Well, there's another important other measure on the Board as well - a proposal in terms of increasing the share pool that we have. Firstly, for our employees - as you know, we're in a talent war at the moment, particularly around AI talent, and adding to the employee reserve as part A of that to actually increase the amount of equity that we have for our employee program. But secondarily, we've also asked shareholders to add to the pool in the event that we need to award an amount to Elon to compensate for the 2018 plan. Because as you know, we put in an interim award for roughly one third of what he earned under the 2018 plan, given the appeal that is ongoing in Delaware at the moment. So, we have not ruled that out. The Special Committee was charged with looking at all matters compensation-wise. As you're aware, in August we did actually award an interim award which does have a two-year vesting period and is forfeited if we win the appeal in Delaware for the 2018 compensation program.

Caroline Hyde:

It does seem then to be about money, and I'm interested as to how you continue to, you've made very clear it's about influence as well. Some of the feedback has been just the gargantuan amount that could go to Elon in terms of monetary value. Then others are worried about the dilution to other shareholders. How was there just no way possible to give him more voting rights without the one-trillion-dollar mega money bonus it feels like?

» EXERCISE SET:
- A) From the interview transcript above, list every detail the first speaker gives about the interim award made to Elon.
- B) Using the interview transcript above, answer these questions:
(i) What kind of talent is the talent war described as being particularly around?
(ii) What was the Special Committee charged with looking at?
(iii) According to Caroline Hyde, who are others worried will be affected by dilution?

» RAW RECORDS:
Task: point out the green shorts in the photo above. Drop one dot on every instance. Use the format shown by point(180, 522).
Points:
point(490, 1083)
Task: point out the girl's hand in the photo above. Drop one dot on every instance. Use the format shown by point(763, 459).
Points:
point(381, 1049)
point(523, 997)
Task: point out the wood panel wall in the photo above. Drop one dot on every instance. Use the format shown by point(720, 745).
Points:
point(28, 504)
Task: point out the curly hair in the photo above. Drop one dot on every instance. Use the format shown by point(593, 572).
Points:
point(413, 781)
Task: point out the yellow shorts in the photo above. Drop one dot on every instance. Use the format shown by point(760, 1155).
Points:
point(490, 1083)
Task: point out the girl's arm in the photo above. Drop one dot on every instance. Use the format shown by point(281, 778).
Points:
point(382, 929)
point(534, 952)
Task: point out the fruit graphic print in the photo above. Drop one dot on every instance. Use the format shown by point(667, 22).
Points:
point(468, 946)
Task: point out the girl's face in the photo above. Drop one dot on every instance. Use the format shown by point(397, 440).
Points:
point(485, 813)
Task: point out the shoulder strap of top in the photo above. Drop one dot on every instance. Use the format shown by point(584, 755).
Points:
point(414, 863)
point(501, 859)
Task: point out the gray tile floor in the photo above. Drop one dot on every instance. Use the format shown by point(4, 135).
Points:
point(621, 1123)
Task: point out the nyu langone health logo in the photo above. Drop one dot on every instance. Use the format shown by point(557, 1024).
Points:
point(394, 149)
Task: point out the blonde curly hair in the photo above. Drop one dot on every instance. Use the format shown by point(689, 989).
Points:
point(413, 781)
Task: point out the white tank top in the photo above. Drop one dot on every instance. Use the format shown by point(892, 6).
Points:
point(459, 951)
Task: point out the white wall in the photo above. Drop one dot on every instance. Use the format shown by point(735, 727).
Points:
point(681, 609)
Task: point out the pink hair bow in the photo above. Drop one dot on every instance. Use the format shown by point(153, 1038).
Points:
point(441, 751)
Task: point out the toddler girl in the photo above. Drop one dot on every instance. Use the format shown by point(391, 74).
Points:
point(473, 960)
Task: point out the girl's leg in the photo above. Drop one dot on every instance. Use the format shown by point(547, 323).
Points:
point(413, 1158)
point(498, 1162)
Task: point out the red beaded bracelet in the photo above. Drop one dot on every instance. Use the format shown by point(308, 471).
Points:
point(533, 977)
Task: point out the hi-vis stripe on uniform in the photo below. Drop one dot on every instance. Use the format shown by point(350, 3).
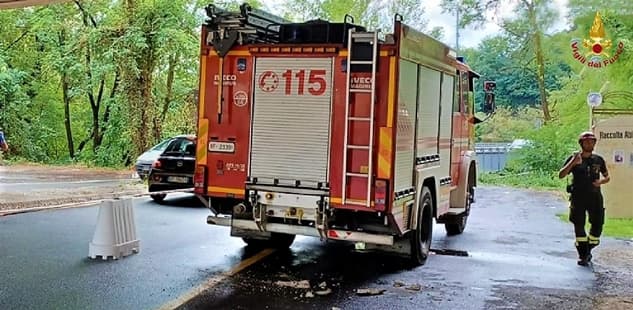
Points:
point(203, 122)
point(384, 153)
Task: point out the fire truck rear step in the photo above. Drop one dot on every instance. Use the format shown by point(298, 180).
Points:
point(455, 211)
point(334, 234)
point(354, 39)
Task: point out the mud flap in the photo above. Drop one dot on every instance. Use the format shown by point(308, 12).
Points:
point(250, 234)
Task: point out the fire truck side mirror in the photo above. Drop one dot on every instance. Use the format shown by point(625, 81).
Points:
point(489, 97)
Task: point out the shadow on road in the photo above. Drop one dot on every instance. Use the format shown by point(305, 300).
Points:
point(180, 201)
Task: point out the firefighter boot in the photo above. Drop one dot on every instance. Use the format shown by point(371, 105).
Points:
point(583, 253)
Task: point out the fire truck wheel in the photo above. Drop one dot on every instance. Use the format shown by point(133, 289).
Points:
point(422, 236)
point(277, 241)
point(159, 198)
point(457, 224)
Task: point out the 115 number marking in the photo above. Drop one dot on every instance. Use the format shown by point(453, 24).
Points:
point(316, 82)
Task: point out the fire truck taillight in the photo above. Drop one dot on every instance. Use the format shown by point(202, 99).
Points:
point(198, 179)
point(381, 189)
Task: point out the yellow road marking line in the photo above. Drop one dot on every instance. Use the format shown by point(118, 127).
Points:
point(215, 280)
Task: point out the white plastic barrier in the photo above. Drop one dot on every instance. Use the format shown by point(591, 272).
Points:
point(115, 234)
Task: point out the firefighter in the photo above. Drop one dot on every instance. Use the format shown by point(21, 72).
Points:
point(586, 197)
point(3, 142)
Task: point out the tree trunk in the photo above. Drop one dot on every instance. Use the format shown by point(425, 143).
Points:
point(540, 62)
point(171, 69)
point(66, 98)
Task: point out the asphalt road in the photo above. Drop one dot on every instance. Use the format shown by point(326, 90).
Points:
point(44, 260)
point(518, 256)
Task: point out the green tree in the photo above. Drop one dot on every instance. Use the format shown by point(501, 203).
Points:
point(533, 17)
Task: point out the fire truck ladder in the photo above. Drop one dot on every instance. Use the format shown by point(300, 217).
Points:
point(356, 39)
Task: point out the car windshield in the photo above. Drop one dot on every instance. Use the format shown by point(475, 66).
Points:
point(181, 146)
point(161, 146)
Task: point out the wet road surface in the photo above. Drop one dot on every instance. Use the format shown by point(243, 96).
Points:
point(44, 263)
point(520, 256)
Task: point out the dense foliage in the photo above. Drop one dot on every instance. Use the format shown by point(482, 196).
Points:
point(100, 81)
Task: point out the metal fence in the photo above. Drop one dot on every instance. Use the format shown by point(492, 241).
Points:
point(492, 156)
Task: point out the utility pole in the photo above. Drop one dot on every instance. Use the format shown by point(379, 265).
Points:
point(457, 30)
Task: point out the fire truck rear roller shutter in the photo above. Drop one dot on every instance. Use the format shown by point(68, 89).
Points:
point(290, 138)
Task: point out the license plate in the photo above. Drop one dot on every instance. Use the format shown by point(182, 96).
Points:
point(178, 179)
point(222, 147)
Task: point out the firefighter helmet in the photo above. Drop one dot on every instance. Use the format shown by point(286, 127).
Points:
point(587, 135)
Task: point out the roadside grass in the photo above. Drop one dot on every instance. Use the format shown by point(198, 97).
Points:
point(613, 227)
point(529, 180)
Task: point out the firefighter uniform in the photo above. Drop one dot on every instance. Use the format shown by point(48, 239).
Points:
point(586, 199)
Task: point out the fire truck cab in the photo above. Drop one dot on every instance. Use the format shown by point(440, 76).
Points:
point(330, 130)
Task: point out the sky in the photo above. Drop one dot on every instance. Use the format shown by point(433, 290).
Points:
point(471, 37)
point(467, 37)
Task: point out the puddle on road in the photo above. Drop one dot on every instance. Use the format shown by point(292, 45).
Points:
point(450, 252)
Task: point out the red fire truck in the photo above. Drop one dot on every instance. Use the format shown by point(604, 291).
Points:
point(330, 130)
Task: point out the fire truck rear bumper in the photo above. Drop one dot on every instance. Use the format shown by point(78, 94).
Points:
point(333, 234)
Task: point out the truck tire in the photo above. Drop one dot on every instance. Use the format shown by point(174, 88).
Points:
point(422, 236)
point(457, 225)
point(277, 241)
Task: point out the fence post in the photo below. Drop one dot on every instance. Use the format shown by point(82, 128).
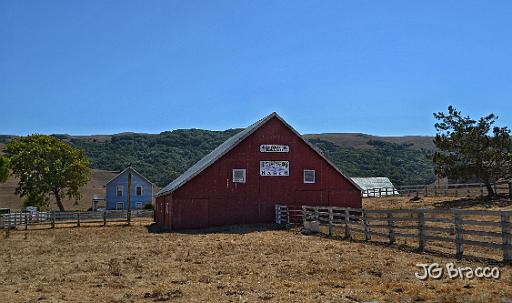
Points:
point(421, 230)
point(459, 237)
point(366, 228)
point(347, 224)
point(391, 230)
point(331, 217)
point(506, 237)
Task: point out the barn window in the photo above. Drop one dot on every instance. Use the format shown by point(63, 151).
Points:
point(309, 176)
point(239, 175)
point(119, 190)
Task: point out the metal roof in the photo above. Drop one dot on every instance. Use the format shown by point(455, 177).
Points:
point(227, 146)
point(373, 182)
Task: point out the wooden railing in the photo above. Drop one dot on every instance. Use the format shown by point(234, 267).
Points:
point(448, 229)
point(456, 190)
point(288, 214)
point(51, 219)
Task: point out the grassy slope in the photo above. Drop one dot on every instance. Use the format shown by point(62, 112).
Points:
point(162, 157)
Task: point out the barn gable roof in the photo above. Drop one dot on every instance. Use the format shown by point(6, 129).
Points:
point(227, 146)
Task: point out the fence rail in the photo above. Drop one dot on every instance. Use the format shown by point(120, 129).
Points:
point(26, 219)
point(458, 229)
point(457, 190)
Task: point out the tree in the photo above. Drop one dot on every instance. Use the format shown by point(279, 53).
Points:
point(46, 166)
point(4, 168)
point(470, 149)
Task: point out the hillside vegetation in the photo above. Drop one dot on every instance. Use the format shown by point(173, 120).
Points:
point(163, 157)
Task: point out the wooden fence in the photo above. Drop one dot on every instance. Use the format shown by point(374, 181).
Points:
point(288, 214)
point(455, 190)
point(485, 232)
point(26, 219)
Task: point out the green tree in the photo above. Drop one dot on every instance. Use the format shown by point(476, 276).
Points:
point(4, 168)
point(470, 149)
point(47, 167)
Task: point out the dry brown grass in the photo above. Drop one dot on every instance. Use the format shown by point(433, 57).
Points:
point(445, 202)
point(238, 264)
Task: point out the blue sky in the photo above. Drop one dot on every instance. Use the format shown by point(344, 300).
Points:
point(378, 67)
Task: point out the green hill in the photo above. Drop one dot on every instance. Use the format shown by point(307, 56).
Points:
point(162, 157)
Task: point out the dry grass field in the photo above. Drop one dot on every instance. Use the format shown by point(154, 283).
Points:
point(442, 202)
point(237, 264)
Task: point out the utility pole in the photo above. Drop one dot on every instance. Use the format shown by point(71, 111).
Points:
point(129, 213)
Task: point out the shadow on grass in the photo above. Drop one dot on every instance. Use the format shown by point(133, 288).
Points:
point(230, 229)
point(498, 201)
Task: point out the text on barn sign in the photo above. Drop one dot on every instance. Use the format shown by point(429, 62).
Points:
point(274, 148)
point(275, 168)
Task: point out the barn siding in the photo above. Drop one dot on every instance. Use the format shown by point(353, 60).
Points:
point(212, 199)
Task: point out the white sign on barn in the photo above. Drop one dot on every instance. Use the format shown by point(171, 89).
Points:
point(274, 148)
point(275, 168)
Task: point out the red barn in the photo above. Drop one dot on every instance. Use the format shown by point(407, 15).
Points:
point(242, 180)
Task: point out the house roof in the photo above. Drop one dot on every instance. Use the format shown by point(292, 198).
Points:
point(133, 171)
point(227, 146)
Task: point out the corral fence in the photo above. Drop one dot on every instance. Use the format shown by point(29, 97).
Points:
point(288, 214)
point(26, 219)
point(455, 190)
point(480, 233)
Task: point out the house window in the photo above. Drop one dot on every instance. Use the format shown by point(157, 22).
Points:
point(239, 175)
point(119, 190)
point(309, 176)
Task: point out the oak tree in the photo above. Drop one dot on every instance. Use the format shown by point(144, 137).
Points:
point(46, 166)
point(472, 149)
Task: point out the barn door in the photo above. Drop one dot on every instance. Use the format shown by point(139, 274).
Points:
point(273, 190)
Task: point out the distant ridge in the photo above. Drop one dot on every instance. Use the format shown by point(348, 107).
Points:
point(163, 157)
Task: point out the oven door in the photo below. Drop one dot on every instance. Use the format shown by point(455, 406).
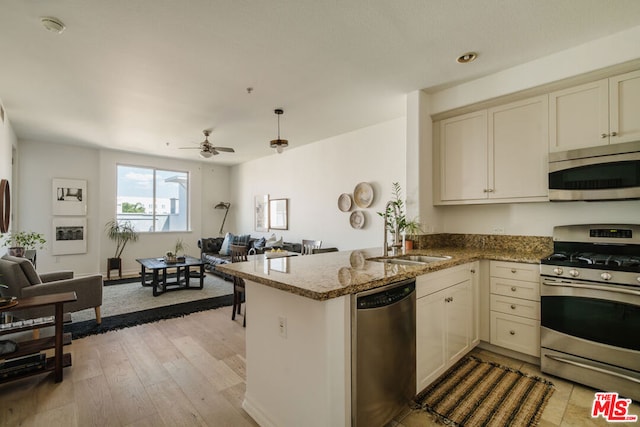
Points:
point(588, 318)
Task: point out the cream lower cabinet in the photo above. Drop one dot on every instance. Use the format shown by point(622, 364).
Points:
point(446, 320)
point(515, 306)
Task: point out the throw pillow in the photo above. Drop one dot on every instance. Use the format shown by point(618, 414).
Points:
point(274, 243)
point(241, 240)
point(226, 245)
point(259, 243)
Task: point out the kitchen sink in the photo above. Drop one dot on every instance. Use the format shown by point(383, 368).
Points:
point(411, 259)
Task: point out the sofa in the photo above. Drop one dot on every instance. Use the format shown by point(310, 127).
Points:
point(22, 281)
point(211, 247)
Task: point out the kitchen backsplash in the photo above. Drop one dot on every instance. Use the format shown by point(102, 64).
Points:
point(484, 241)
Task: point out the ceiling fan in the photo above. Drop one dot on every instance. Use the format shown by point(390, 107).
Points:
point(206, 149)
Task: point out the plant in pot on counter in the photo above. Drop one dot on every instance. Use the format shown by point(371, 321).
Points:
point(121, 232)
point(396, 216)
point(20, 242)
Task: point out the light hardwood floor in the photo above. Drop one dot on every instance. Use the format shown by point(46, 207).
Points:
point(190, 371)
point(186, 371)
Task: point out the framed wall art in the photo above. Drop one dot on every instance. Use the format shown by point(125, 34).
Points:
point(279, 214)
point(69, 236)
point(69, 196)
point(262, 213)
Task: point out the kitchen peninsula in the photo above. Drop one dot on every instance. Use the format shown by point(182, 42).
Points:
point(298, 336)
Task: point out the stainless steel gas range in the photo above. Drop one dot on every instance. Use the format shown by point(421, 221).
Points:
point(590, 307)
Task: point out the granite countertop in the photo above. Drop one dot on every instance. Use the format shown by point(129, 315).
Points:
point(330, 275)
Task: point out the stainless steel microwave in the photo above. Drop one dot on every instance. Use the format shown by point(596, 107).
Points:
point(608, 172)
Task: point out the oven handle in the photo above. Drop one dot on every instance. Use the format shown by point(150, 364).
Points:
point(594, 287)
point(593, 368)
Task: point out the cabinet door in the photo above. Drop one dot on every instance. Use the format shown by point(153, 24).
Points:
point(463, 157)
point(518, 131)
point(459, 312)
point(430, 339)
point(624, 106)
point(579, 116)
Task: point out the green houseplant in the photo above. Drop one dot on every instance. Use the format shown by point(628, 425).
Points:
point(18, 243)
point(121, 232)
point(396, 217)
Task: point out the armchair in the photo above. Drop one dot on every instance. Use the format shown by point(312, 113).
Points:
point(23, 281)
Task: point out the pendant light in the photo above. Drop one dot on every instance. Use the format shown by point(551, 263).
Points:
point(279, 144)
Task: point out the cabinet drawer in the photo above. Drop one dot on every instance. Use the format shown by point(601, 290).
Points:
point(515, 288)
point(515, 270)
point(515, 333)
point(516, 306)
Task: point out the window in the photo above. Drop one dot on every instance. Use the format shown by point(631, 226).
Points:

» WORKED SOLUTIONS:
- A)
- It was awarded in August.
- It was for roughly one third of what he earned under the 2018 plan.
- It has a two-year vesting period.
- It is forfeited if the appeal in Delaware over the 2018 compensation program is won.

- B)
(i) AI talent.
(ii) All matters compensation-wise.
(iii) Other shareholders.